### REQUIRED TASK
Keep only the lines of the listing below that contain the string "window", and copy each one. Case counts.
━━━
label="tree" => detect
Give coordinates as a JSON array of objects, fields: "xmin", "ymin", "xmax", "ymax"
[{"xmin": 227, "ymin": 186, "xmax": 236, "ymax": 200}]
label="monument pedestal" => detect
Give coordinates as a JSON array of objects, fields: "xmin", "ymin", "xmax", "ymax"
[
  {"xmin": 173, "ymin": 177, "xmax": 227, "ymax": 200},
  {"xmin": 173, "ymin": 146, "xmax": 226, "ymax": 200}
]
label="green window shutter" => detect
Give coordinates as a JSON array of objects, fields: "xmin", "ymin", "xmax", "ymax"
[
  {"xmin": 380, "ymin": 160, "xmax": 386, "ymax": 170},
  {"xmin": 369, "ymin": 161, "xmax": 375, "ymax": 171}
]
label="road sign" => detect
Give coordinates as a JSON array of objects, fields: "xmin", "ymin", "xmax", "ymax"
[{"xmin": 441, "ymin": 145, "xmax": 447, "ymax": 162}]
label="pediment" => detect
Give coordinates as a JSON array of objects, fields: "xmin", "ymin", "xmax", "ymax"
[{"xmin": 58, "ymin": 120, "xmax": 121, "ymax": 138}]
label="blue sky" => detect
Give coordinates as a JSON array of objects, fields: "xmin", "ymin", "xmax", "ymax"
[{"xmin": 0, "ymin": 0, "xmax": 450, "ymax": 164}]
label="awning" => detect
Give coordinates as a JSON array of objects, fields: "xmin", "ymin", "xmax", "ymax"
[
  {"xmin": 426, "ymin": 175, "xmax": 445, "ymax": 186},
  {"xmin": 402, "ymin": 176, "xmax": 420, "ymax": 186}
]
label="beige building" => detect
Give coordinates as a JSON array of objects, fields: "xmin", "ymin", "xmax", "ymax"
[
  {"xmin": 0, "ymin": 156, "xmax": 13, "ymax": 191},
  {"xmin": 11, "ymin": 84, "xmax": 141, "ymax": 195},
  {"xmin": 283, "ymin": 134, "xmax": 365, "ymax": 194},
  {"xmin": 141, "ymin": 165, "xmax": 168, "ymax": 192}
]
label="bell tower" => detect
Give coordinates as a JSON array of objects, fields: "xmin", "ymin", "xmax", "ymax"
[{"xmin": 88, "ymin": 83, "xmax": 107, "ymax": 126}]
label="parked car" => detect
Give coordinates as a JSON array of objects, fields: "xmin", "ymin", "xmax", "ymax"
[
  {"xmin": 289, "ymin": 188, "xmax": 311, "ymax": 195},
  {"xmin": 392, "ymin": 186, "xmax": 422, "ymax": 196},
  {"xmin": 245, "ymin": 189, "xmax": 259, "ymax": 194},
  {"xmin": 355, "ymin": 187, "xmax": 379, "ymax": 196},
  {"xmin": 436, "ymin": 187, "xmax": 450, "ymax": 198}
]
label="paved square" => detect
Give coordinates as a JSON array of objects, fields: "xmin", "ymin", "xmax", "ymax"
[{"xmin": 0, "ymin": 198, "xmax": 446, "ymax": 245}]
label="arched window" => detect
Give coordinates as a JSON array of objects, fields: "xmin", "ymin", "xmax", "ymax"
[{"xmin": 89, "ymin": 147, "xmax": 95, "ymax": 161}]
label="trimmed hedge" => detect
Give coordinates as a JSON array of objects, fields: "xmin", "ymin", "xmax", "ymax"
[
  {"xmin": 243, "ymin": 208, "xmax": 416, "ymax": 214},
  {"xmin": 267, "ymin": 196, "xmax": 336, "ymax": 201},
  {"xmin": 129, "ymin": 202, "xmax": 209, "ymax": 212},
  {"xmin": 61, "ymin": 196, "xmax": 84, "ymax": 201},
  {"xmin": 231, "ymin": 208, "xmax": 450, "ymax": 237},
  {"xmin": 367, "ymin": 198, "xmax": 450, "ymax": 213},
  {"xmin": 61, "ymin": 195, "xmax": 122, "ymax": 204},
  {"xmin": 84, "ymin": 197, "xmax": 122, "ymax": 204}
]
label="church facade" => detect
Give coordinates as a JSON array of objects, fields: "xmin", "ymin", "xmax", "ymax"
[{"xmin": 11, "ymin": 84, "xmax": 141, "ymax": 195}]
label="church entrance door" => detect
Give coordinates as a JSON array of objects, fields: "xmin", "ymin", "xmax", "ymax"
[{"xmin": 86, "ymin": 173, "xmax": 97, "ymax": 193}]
━━━
### RESULT OF THIS TASK
label="green window shutter" => detect
label="arched window" => detect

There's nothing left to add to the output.